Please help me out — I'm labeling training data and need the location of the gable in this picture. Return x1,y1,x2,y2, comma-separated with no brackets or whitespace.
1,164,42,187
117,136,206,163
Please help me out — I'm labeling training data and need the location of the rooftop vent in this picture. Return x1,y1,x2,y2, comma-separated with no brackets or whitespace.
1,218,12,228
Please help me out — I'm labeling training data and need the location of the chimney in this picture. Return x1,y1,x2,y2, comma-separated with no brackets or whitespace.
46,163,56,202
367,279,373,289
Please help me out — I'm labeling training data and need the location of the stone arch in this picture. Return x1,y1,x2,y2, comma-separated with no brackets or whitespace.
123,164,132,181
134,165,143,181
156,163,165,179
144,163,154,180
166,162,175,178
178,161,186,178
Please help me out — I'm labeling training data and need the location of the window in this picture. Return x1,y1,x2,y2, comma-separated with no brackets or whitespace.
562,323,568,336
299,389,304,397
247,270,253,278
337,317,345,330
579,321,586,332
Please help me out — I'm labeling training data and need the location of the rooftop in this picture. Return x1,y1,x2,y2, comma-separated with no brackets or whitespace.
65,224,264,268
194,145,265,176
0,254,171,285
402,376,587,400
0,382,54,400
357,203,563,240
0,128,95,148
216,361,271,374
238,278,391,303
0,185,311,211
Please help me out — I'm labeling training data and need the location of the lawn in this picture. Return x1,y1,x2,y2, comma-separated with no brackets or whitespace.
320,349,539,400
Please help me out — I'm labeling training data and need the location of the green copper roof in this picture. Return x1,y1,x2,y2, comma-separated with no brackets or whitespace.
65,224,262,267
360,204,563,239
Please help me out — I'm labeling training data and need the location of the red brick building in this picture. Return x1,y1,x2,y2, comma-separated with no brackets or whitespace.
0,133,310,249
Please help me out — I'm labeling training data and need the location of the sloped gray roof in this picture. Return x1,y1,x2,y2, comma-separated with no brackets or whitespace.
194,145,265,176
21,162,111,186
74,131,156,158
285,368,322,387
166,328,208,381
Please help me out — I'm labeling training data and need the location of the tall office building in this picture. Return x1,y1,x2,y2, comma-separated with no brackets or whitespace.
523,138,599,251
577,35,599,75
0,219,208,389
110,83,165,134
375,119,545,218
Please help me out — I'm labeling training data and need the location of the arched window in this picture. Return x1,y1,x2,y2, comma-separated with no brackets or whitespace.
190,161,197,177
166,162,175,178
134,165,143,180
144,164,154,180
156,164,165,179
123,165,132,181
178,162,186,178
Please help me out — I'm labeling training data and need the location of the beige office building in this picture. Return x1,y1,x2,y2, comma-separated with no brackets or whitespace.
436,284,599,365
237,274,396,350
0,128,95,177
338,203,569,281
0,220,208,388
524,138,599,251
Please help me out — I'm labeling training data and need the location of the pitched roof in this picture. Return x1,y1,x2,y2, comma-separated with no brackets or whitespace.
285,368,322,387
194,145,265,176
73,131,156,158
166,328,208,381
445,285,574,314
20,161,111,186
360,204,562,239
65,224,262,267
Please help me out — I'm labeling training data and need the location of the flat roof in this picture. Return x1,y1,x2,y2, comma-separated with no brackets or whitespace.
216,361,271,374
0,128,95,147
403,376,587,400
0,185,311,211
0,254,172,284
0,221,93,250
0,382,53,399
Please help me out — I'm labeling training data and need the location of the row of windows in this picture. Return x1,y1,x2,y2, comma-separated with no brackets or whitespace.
- - - - - - -
• Directions for this task
Retype the entries one by one, exactly.

• Task solution
Please help me out — I'm labeling training data and need the location of the gable in this picture. Return x1,y1,x2,y2, comma-separated with no brackets or whitespace.
1,164,42,187
117,136,206,163
Please help me out — I'm labeling training data and need the location of the rooftop vent in this picture. Return x1,y1,x2,y2, comma-separated with no brackets or whitespace.
1,218,12,228
Please help me out — I'm labeling training data and need the location of the chimney in this picture. Return x1,y1,x2,y2, comma-separated with no brackets or whitespace.
46,163,56,202
367,279,373,289
Please help me out — I'm labeling training data and need the location of the stone arch in this picture. Return x1,y1,x2,y2, comma-separated with no brackets or whitespace.
123,164,132,181
134,165,143,181
156,163,165,179
144,163,154,180
166,162,175,178
178,161,186,178
Please help me out — I'm labeling training data and need the location of the window in this picture. Return x1,y1,x2,y2, comma-separated with no brackets or whitespace.
562,323,568,336
299,389,304,397
247,270,253,278
337,317,345,330
579,321,586,332
Please help me out — I'm labeling training data and need the location of the rooftop in this picture. Return x1,y1,x2,y2, comma-separated with no brackets or whitespace.
65,224,264,268
194,145,265,176
0,254,171,285
402,376,587,400
0,382,54,400
357,203,563,240
0,128,95,148
216,361,271,374
238,278,391,303
0,185,311,211
Please help me out — I'm labeling training data and need the location of the lawn in this picture. Return x1,y1,x2,y2, comma-separated with no brackets or whitespace.
320,349,539,400
Please help me out — I'm labeling training data and need the location of the green copper roof in this picture. Return x1,y1,x2,y2, comma-separated with no brackets or whitespace.
65,224,262,267
360,204,563,239
Please help me out — I'm labeling training data and need the location of the red brick building in this picture. Return x1,y1,x2,y2, comma-separated with no brackets or whitespace.
0,133,310,249
Please help me out — I'm labeling training data and need the location of the sloped gray roof in this picture. Return x1,y1,x2,y2, comma-separated with no brackets or whitespace.
194,145,265,176
21,162,111,186
74,131,156,158
285,368,322,387
166,328,208,381
Please help me out — I'm labeling training data and need the location of the tall office building in this picture. Return x1,y1,x2,y2, comma-separated with no brackets or whitespace.
523,138,599,251
577,35,599,75
0,219,208,389
110,83,165,134
375,119,545,218
Please help me out — I'm labeling training data and need the location of the arched window in this picture. Return x1,y1,x2,y2, comma-separated with no brackets or whitespace.
190,161,197,177
166,162,175,178
134,165,143,180
144,164,154,180
156,164,165,179
123,165,132,181
178,162,186,178
Please help me out — I'm labeling training data and need the location of the beige office building in this picture. Return x1,y1,x2,y2, comma-separated with no brackets or whitespace.
436,284,599,365
237,274,396,350
0,128,95,177
338,203,569,281
0,220,208,388
524,138,599,251
Please help me out — I'm labeling training data and need the location of the pitched roof in this picture. Return x1,y1,x2,y2, comma-separated with no brackets or whitespace.
285,368,322,387
194,145,265,176
73,131,156,158
166,328,208,381
445,285,574,314
20,161,111,186
360,204,562,239
65,224,262,267
Please help me out — I'm labeling training data and need the location of the flat roof in this picture. Return x1,y1,x2,y2, comma-separated with no brackets or whitespace.
216,361,271,374
0,128,95,147
403,376,587,400
0,185,311,211
0,254,172,284
0,221,93,250
0,382,53,399
Please help me out — I'm labeling training data and need the location of the row of windows in this picture. Return x1,y1,x2,y2, comma-separated with no brackets or whitespace.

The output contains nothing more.